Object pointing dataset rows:
►

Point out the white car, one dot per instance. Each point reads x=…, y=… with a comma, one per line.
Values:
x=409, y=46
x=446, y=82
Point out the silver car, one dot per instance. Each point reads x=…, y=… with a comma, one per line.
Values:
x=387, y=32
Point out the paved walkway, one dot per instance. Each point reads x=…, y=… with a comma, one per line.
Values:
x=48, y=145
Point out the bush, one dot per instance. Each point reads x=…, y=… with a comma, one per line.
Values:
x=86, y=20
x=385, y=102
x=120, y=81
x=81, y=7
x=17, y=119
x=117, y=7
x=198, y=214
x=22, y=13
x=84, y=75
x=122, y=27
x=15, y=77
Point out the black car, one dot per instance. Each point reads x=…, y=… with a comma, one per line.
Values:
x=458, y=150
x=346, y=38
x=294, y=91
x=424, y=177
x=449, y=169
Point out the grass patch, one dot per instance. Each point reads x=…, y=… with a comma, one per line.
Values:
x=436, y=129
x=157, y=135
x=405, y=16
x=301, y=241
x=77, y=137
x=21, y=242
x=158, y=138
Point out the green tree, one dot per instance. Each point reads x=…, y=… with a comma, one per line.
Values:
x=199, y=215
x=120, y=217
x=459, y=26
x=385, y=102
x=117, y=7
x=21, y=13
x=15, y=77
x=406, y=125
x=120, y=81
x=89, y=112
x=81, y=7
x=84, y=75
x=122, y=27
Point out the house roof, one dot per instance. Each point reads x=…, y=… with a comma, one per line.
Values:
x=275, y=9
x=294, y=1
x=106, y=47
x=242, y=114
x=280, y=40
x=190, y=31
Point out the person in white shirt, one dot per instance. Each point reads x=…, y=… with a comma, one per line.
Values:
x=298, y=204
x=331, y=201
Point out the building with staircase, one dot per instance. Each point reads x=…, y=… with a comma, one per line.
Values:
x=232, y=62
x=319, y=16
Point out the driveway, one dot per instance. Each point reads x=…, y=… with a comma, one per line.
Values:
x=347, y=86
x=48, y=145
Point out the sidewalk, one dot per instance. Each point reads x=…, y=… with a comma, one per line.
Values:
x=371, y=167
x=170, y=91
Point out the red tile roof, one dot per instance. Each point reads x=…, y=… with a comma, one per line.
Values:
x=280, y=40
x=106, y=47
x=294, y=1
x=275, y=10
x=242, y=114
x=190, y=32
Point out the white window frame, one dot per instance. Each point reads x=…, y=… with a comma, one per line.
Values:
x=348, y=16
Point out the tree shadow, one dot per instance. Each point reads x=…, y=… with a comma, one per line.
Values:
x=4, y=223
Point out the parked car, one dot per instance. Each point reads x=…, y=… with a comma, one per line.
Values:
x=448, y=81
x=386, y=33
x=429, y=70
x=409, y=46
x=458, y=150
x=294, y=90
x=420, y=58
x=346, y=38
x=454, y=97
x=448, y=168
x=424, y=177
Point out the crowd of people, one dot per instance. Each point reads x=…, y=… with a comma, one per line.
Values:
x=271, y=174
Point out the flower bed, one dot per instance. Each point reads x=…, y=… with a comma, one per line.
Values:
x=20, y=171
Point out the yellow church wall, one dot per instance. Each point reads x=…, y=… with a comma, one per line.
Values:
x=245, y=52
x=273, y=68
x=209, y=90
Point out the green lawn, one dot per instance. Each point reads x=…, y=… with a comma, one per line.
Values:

◄

EXERCISE DESCRIPTION: Reproduce all of the rows above word for word, keeping every character and line break unchanged.

FINISHED ANSWER:
Point out the white car, one dot per instance. Each point reads x=…, y=… with a comma, one per line.
Values:
x=409, y=46
x=446, y=82
Point out the silver car, one dot per instance. Each point reads x=…, y=… with a comma, one per line.
Values:
x=387, y=32
Point out the paved walkway, one dot per instance. Each point reads x=…, y=… with a comma, one per line.
Values:
x=48, y=145
Point out the bush, one dot per instance. Each point reads x=…, y=… with a comma, one per line.
Values:
x=86, y=20
x=385, y=102
x=120, y=81
x=81, y=7
x=17, y=119
x=117, y=7
x=198, y=214
x=22, y=13
x=84, y=75
x=122, y=27
x=15, y=77
Point out the black car, one dot per instance. Each point reads x=…, y=… with a comma, one per line.
Values:
x=458, y=150
x=346, y=38
x=294, y=91
x=424, y=177
x=449, y=169
Point out the grass patch, one dot per instance. Each point reads x=…, y=… with a comma, one per line.
Values:
x=436, y=129
x=157, y=135
x=405, y=16
x=301, y=241
x=77, y=137
x=21, y=242
x=158, y=138
Point out the green tree, one dot per instance. Each point reads x=…, y=… with a comma, one per line.
Values:
x=199, y=215
x=120, y=217
x=459, y=26
x=385, y=102
x=117, y=7
x=21, y=13
x=15, y=77
x=406, y=125
x=120, y=81
x=89, y=112
x=81, y=7
x=84, y=75
x=122, y=27
Point out the house roof, one dot per instance. Each point reads x=…, y=… with a comma, one per line.
Values:
x=275, y=9
x=294, y=1
x=106, y=47
x=242, y=114
x=280, y=40
x=190, y=31
Point out the person in white shirt, one dot per instance. Each point reads x=…, y=… with a comma, one per line.
Values:
x=298, y=204
x=331, y=201
Point out the building with staircase, one dot per instance. Each point reads x=…, y=… with a comma, one per line.
Values:
x=232, y=62
x=319, y=16
Point out the driveway, one dot per instance. Each point reads x=…, y=… with a comma, one per line.
Values:
x=347, y=86
x=48, y=145
Point out the sidewalk, one dot per instance. Each point reads x=…, y=… with a comma, one per line.
Values:
x=371, y=167
x=170, y=91
Point out the red tile roof, one dot per instance. Each point reads x=…, y=… with a comma, one per line.
Values:
x=280, y=40
x=106, y=47
x=294, y=1
x=275, y=10
x=242, y=114
x=190, y=32
Point out the white window frame, one dot per instance. Each point reads x=…, y=… with a comma, one per line.
Values:
x=348, y=16
Point out the tree shadow, one dot per instance. Each point reads x=…, y=… with a comma, one per line.
Values:
x=4, y=223
Point out the parked car, one dot per instance. Each point reads x=…, y=… with a comma, one per line.
Values:
x=448, y=81
x=386, y=33
x=429, y=70
x=409, y=46
x=458, y=150
x=294, y=90
x=420, y=58
x=346, y=38
x=454, y=97
x=448, y=168
x=424, y=177
Point out the crowd of people, one dot per instance. Each point reads x=…, y=… with a comma, one per line.
Values:
x=271, y=174
Point out the flower bed, one dot per instance. Each point reads x=…, y=… with a comma, one per line.
Values:
x=20, y=171
Point out the yellow church wall, one dot per instance. Each point reads x=…, y=… with a comma, one per line.
Values:
x=245, y=52
x=273, y=68
x=209, y=90
Point out the green lawn, one dot per instance. Each point reads x=…, y=… with a comma, one per line.
Values:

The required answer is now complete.